> [DATA FOR ANALYSIS]:

——————

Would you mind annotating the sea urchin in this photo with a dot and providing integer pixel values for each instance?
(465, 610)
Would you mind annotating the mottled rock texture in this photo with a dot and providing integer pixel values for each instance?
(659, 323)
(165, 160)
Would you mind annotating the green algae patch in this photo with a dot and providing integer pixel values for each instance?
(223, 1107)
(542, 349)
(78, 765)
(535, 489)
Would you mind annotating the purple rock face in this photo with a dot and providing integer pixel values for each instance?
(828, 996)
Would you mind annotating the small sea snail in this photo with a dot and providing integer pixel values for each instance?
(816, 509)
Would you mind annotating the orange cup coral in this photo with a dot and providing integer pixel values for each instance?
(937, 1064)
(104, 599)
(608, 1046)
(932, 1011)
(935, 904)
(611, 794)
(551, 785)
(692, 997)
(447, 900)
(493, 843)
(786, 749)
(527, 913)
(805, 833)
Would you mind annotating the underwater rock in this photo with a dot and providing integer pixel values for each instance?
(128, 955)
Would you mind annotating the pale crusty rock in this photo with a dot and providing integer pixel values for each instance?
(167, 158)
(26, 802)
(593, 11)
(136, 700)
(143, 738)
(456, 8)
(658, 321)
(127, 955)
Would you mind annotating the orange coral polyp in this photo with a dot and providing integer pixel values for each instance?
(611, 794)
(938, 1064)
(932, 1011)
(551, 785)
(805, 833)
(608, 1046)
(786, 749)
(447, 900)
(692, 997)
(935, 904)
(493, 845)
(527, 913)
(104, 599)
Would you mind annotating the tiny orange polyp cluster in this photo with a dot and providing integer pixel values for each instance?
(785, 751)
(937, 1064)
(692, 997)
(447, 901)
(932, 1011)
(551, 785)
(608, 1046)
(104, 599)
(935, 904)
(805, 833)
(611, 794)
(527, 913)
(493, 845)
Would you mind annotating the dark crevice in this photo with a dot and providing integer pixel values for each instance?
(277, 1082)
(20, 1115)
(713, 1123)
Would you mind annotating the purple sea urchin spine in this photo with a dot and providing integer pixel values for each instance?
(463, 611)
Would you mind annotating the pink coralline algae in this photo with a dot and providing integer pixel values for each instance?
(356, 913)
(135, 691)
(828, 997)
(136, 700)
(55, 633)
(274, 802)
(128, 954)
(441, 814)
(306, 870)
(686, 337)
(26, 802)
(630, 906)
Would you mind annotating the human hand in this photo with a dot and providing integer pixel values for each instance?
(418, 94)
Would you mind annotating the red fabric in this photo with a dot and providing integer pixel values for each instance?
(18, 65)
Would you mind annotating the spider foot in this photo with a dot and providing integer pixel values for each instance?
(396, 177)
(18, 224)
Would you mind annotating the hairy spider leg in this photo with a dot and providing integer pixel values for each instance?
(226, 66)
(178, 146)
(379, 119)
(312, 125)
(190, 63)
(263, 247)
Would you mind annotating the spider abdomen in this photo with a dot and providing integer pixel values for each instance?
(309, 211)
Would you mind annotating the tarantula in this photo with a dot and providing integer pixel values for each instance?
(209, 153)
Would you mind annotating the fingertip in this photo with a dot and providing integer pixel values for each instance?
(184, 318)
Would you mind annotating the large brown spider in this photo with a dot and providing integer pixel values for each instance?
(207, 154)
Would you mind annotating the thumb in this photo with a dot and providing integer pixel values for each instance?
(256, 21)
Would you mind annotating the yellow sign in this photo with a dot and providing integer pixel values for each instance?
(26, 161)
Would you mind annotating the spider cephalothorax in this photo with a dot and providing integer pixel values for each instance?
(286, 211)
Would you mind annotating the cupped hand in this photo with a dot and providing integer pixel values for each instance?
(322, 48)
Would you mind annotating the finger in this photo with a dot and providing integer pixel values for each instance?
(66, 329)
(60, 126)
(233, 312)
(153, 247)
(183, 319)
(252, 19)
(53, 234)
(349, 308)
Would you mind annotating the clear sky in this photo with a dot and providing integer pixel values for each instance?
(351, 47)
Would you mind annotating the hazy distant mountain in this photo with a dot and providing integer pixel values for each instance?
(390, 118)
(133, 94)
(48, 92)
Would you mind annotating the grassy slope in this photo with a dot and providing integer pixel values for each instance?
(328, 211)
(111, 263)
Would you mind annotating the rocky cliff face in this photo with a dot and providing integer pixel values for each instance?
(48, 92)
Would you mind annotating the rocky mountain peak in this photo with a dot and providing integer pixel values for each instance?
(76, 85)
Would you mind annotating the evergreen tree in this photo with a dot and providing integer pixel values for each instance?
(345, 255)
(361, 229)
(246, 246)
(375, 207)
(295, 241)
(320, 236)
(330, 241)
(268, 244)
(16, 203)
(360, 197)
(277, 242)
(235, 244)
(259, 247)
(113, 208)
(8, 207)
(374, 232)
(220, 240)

——————

> [PROBLEM DETAILS]: Repeat all the material, keeping each line identical.

> [YOUR SOLUTION]:
Would you mind annotating the sea urchin in this photo with a dot and providing integer pixel values for each instance?
(465, 610)
Would you mind annotating the mottled rock texture in this photo with a dot and providing integer pixel values for each instance?
(659, 323)
(165, 160)
Would you mind annotating the green algae patch in this photo with a dot and providing integer pixel values for each instance?
(223, 1107)
(542, 349)
(78, 765)
(535, 489)
Would you mind annotating the purple rock face in this photo with a dot and providing integer pixel values for each instance?
(828, 996)
Would you mind annotating the small sea snail in this photo with a dot and providing integer pixel values for each instance?
(816, 509)
Would you mind annotating the orange cup coral in this photo with a dot and providing integer pixel values for each instance?
(937, 1064)
(104, 599)
(608, 1046)
(932, 1011)
(935, 904)
(611, 794)
(551, 785)
(692, 997)
(447, 900)
(493, 843)
(786, 749)
(527, 913)
(805, 833)
Would you mind annotating the underwater rock in this photo with a dot and providing integer pixel values for each instance?
(128, 955)
Would you mind annotating the pale crusty rock in this photo with a dot and providing integer pixel values for each instance?
(167, 158)
(26, 802)
(593, 11)
(136, 700)
(143, 738)
(456, 8)
(658, 321)
(127, 955)
Would you mind annotating the orange coral polyp in this photo with a dot and providing integer pixel values for each instance?
(611, 794)
(938, 1064)
(932, 1011)
(551, 785)
(805, 833)
(608, 1046)
(786, 749)
(447, 900)
(692, 997)
(935, 904)
(493, 845)
(527, 913)
(104, 599)
Would you mind annotating the tiny orange polyp cluster in this photo with a dot and providing integer pixel values for each instance?
(785, 751)
(937, 1064)
(692, 997)
(447, 901)
(932, 1011)
(551, 785)
(608, 1046)
(104, 599)
(935, 904)
(805, 833)
(611, 794)
(527, 913)
(493, 845)
Would you mind annotating the dark crevice in this photo with a dot and providing integer pixel values for each instance?
(277, 1082)
(20, 1115)
(713, 1123)
Would you mind annotating the purple sea urchin spine in this photo with a dot and providing integer pixel values for each instance?
(463, 611)
Would you mind annotating the pink coralline algae in this photo with a dot and providing integer pixel values for each instance?
(356, 913)
(135, 691)
(828, 997)
(136, 700)
(55, 633)
(274, 802)
(128, 954)
(441, 814)
(306, 870)
(686, 337)
(26, 802)
(630, 906)
Would you mind annotating the human hand in this photo with a dot and providing integer pixel values for each instance?
(418, 94)
Would you mind annotating the red fabric in this photo with a dot and providing integer pixel values for each instance?
(18, 65)
Would you mind annotating the spider foot in this photo with a dot and providing integer pixel values for each instance?
(396, 177)
(18, 224)
Would you mind annotating the hairy spider leg in this photo with a dot and providing integer pixel values for each instance?
(226, 66)
(178, 146)
(379, 119)
(312, 125)
(190, 63)
(263, 247)
Would you mind annotating the spider abdomen in this photo with a dot and providing integer pixel values for each instance?
(309, 211)
Would you mind annotating the tarantula in this photo with a dot and providing integer pixel values for each instance?
(209, 153)
Would you mind annotating the fingertip in this photo with a dot and providing integer pixel values for each instance?
(184, 318)
Would you mind annotating the large brown spider in this photo with a dot and providing integer pixel values for each instance?
(207, 154)
Would you mind annotating the thumb in this photo with a dot and providing integer pixel values for each instance?
(256, 21)
Would you mind annotating the yellow sign in this photo with a dot and providing integer pixel values for each instance?
(26, 161)
Would you mind annotating the spider cephalothorax in this photo with a dot and providing integer pixel values for each instance?
(286, 211)
Would you mind annotating the cupped hand in this photo with a dot and providing integer pixel values for each instance?
(322, 48)
Would you mind annotating the finger in this photo with a dot and providing integer pixel values for each instance?
(66, 329)
(60, 126)
(233, 312)
(153, 247)
(183, 319)
(252, 19)
(53, 234)
(349, 308)
Would you mind annotating the clear sky in this photo with a dot and providing integer pixel values for each instance?
(351, 47)
Would you mind annotating the hazy distant mountain in this photo with a dot and providing integer pixel values for each instance?
(390, 118)
(133, 94)
(48, 92)
Would you mind annotating the grassy slope in this photo with a dot and providing integer pixel values for each instance?
(328, 211)
(111, 263)
Would you mind annotating the rocky cliff face in this photo with a dot and providing integer pixel values for each instance?
(48, 92)
Would you mind annotating the rocky mountain peak in this photo with a dot and providing integer pixel values for each instance?
(76, 85)
Would you mind annotating the evergreen tree in this photo with a dot and providing integer pixel values for each instance?
(345, 255)
(361, 229)
(246, 246)
(375, 207)
(295, 241)
(320, 236)
(330, 241)
(268, 244)
(16, 203)
(360, 197)
(277, 242)
(235, 244)
(259, 247)
(113, 208)
(8, 207)
(374, 232)
(220, 240)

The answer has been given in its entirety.